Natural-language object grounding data
Segment Open
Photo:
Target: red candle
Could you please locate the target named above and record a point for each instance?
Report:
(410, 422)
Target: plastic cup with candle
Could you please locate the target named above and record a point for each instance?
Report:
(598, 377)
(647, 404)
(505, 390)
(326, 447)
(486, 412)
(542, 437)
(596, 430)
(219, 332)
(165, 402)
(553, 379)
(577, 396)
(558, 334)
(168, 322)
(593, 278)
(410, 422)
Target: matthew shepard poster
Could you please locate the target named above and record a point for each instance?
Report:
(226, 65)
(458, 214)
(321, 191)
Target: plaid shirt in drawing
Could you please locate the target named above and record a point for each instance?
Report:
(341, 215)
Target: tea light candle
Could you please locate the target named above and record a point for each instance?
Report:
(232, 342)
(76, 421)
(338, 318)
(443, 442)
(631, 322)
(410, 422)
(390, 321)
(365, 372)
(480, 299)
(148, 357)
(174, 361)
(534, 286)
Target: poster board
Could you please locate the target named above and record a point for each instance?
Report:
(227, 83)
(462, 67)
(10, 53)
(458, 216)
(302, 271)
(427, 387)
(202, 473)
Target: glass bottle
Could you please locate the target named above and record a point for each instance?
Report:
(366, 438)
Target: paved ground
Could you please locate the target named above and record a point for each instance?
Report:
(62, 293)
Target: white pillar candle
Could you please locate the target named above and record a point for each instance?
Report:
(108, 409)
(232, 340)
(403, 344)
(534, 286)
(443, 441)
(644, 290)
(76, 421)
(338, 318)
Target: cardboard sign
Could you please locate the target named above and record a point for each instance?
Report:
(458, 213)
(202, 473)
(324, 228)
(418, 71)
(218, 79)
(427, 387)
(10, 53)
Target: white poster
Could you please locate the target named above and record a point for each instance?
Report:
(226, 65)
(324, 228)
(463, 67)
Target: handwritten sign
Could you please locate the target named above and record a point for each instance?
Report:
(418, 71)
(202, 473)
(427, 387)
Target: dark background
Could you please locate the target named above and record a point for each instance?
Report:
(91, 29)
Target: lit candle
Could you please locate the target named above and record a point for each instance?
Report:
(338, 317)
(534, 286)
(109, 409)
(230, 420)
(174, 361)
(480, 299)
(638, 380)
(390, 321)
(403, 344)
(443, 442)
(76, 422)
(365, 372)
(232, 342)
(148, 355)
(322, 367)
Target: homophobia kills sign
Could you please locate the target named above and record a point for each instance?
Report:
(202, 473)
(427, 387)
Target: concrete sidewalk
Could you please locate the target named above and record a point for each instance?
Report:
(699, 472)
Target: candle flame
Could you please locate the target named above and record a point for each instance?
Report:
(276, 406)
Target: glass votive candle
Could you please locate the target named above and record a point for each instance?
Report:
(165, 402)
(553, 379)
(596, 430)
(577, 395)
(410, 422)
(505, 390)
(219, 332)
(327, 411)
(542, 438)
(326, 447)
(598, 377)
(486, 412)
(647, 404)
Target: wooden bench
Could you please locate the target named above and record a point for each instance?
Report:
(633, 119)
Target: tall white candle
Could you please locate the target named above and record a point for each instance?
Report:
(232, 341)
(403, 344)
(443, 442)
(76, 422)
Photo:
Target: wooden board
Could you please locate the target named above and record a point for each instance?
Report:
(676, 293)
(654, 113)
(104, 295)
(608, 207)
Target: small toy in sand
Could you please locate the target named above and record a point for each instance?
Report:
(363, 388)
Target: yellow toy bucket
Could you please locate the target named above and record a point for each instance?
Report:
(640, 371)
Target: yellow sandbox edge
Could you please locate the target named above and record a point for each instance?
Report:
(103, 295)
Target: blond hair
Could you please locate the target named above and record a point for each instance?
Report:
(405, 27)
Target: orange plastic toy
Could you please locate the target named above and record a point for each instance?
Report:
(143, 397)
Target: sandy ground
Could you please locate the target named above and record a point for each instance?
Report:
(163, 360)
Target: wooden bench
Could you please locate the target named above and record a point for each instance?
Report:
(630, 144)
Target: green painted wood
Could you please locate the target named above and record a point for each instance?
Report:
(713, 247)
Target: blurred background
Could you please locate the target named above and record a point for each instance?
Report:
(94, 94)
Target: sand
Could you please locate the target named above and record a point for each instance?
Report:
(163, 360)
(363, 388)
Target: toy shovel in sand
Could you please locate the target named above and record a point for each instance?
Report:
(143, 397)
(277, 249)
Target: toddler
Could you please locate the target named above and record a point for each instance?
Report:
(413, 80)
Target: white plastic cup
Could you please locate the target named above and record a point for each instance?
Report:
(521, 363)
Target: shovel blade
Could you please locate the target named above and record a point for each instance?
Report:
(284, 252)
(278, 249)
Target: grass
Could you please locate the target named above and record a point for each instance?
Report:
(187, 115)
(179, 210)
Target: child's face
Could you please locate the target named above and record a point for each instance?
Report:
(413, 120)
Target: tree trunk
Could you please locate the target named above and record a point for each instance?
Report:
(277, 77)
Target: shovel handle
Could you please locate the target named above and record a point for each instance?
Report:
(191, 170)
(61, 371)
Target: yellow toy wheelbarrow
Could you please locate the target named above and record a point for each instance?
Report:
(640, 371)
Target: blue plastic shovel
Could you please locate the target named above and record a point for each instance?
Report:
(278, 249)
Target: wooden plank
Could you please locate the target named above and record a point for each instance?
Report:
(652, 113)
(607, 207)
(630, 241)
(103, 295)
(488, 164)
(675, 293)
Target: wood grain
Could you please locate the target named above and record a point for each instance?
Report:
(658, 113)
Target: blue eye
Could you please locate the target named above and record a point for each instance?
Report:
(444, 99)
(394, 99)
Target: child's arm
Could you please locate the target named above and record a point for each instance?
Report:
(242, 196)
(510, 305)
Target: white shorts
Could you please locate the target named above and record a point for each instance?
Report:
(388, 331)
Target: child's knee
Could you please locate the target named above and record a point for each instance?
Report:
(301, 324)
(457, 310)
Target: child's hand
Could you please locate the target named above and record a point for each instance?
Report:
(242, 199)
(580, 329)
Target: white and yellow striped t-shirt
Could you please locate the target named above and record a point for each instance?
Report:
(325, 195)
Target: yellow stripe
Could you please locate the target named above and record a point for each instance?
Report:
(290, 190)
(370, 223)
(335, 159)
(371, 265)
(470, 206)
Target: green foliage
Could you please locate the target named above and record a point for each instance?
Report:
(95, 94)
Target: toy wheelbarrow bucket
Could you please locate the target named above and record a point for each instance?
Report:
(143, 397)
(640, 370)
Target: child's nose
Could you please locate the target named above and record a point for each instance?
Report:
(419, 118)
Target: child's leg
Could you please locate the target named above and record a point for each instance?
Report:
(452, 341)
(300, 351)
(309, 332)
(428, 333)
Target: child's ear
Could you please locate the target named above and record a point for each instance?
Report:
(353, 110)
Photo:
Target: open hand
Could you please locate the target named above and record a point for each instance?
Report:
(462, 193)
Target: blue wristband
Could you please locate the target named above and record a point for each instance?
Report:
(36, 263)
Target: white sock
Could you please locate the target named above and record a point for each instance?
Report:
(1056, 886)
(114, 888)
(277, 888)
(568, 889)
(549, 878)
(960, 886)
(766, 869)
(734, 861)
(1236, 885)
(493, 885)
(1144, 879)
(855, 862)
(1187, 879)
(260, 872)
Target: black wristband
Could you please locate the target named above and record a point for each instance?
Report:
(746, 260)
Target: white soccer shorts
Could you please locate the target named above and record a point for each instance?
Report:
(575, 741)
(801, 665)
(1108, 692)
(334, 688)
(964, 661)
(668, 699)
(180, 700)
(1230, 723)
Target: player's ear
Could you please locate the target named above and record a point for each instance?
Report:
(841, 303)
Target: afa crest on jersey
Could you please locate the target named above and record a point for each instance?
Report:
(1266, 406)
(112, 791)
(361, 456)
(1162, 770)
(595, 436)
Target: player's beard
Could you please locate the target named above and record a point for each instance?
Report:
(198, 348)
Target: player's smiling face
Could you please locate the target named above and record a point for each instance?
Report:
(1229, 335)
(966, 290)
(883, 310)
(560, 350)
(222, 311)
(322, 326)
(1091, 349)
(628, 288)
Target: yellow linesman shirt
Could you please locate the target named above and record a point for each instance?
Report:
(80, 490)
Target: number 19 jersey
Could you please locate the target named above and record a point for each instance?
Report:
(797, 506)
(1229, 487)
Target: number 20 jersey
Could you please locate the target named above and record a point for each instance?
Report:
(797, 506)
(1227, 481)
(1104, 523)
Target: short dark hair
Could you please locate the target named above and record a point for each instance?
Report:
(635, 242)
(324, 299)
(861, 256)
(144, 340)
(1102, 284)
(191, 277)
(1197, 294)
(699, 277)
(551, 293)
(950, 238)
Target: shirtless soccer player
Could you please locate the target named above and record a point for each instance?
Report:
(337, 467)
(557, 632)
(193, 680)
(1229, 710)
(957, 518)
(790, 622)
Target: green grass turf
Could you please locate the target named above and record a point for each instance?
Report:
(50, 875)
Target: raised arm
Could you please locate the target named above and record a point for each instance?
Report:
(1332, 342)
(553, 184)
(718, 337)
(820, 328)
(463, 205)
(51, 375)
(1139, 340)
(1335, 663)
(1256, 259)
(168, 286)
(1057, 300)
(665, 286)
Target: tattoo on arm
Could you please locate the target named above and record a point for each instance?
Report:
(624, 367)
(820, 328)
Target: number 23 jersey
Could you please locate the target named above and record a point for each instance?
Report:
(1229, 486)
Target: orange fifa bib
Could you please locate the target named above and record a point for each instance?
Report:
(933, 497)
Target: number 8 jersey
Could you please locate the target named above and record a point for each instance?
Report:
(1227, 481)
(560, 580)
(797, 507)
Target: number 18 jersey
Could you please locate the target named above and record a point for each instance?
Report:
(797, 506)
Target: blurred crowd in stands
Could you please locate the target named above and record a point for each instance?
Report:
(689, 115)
Segment Closed
From the data above, reproduce word for word the lines running from the line with "Target: tall white candle" to the line with "Target: blurred background", ends included.

Target: tall white candle
Could you please locate the target named above and record a point for each instance?
Report:
(232, 341)
(403, 344)
(443, 442)
(76, 422)
Photo:
Target: wooden board
Could you please locate the target named above and record a point for each instance?
Report:
(676, 293)
(654, 113)
(104, 295)
(608, 207)
Target: small toy in sand
Could you please locate the target named above and record a point for each instance?
Report:
(363, 388)
Target: yellow toy bucket
Could you please locate the target named above and record a point for each instance?
Report:
(640, 371)
Target: yellow sandbox edge
Could you please locate the target named above and record a point for each instance?
Report:
(103, 295)
Target: blond hair
Could you please locate the target named above and record a point for each instance?
Report:
(405, 27)
Target: orange plastic toy
Could you please locate the target named above and record a point for each instance?
Report:
(143, 397)
Target: sandy ground
Could you please locate the target named above and record a point for each instance?
Report:
(163, 360)
Target: wooden bench
Could you please locate the target named above and record a point for each instance?
Report:
(630, 144)
Target: green painted wood
Could you please locate the target named above and record a point for each instance?
Report:
(713, 247)
Target: blurred background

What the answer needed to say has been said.